>> BEGIN Extracted data

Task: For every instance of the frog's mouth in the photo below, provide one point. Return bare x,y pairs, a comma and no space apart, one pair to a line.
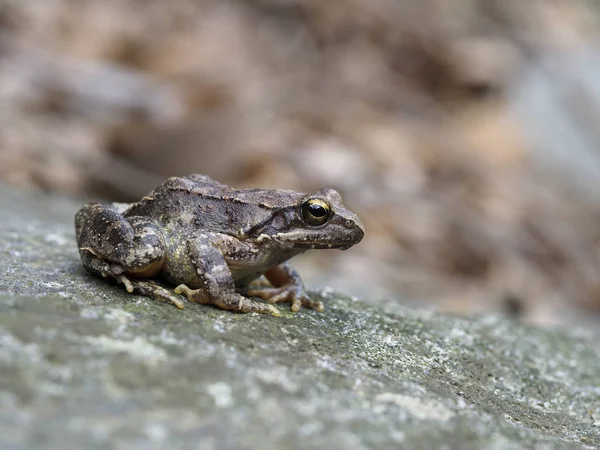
320,246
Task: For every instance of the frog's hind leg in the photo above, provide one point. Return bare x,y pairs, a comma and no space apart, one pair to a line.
135,243
218,287
149,288
116,247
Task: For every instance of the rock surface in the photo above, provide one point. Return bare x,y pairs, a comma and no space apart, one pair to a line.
84,365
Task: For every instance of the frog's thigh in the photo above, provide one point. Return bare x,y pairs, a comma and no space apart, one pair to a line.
217,281
135,242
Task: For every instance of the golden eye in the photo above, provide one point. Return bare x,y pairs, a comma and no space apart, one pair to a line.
315,211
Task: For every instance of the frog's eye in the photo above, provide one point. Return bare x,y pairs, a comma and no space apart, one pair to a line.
315,211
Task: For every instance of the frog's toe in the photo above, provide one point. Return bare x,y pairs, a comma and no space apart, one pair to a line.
151,289
292,294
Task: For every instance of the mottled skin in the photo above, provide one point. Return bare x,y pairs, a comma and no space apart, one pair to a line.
215,242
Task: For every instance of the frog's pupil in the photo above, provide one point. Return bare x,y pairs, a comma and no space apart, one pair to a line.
317,210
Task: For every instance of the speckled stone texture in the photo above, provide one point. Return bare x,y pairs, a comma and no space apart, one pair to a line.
84,365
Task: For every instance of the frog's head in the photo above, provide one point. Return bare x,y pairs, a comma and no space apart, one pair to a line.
317,220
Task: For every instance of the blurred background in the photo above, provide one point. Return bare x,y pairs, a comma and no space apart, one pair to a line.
466,135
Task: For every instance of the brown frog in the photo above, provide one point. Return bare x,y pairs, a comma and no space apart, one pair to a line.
220,245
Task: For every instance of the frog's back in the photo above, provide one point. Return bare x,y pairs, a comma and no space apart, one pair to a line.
197,202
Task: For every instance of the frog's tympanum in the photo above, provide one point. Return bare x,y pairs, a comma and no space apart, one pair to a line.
220,245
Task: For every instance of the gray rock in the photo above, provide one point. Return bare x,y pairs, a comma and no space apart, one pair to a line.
85,365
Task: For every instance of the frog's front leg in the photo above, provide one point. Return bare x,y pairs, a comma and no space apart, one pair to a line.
288,287
217,284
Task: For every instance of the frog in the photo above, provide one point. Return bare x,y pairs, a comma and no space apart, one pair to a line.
218,245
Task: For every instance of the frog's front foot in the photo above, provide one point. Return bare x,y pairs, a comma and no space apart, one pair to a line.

>> END Extracted data

## Exercise instructions
Rewrite every line of the rows above as a numbered list, skipping blank lines and leaving the pictures out.

## Final result
1. Task: For every instance of the frog's mouth in the photo below, provide one point. Return bare x,y pairs, a comma and no space apart, one pair to a line.
2. 320,246
3. Task: For every instance of the frog's hind leg in the photo above, provide one point. Return bare x,y pairs, a comma and no space apart, one pair to a line.
4. 135,243
5. 218,287
6. 149,288
7. 116,247
8. Task: For every instance of the rock surface in the photo above, provide one point. Return bare x,y pairs, a comma and no space apart, one pair to a line.
9. 84,365
10. Task: For every instance of the frog's thigh in the photo above, provide one point. Return bare x,y pairs, a comma and no space apart, one pair to a line.
11. 217,281
12. 135,242
13. Task: For every instance of the golden eye in the photo above, provide one point. Return bare x,y pairs, a comma and no space apart, one pair to a line.
14. 315,211
15. Task: For every instance of the frog's eye in the photo above, provide one point. Return bare x,y pairs, a comma and no space apart, one pair to a line.
16. 315,211
17. Task: For every instance of the frog's toe in the photo above, provide one point. Return bare x,y pairs, a comma and no space apart, one pair to a line.
18. 151,289
19. 292,294
20. Task: For every instance of the mottled skin in the photo above, provide one point. Return bare x,y pairs, a comma and no space apart, one pair to a line.
21. 215,242
22. Task: For every instance of the frog's pupil in the photo above, provide one point. Return bare x,y pairs, a comma and no space apart, one pair to a line.
23. 317,210
24. Task: For every instance of the speckled stone texture in the photo above, provide one point. Return bare x,y pairs, a comma and no space apart, one pair to a line.
25. 84,365
26. Task: For every instance of the frog's head in the photo above, provide one point. Return bare x,y pairs, a comma and no space apart, one pair to a line.
27. 317,220
28. Task: For every instance of the blurred background in the photo above, provide one point. Return bare x,y pairs, a comma and no space apart, one pair to a line.
29. 466,135
30. Task: For every instance of the brown frog in the photo above, provide one point. Return bare x,y pairs, a comma and no space apart, one pair to a line.
31. 220,245
32. Task: For every instance of the frog's back in the photo above, provide one point. Return bare x,y pairs, a comma and no space apart, one pair to a line.
33. 197,202
34. Task: For every instance of the frog's tympanum in the photo above, provide one point. Return bare x,y pairs, a comma and no space apart, one pair to a line.
35. 220,245
36. Task: For every instance of the gray rock in the photo above, provide one point. Return bare x,y pairs, a comma and no space apart, one pair to a line.
37. 85,365
38. Task: For every instance of the frog's front leg in the photo above, provide one point. Return bare x,y pairs, a comma and no space apart, one pair to a line.
39. 288,287
40. 217,284
41. Task: For every instance of the frog in the photo above, provide one point. Return bare x,y pairs, a comma and no space apart, one pair to a line.
42. 218,245
43. Task: For every instance of the frog's front foot in the photo above, provide one point. Return bare x,y pairs, a comma and no space apart, one pair to a line.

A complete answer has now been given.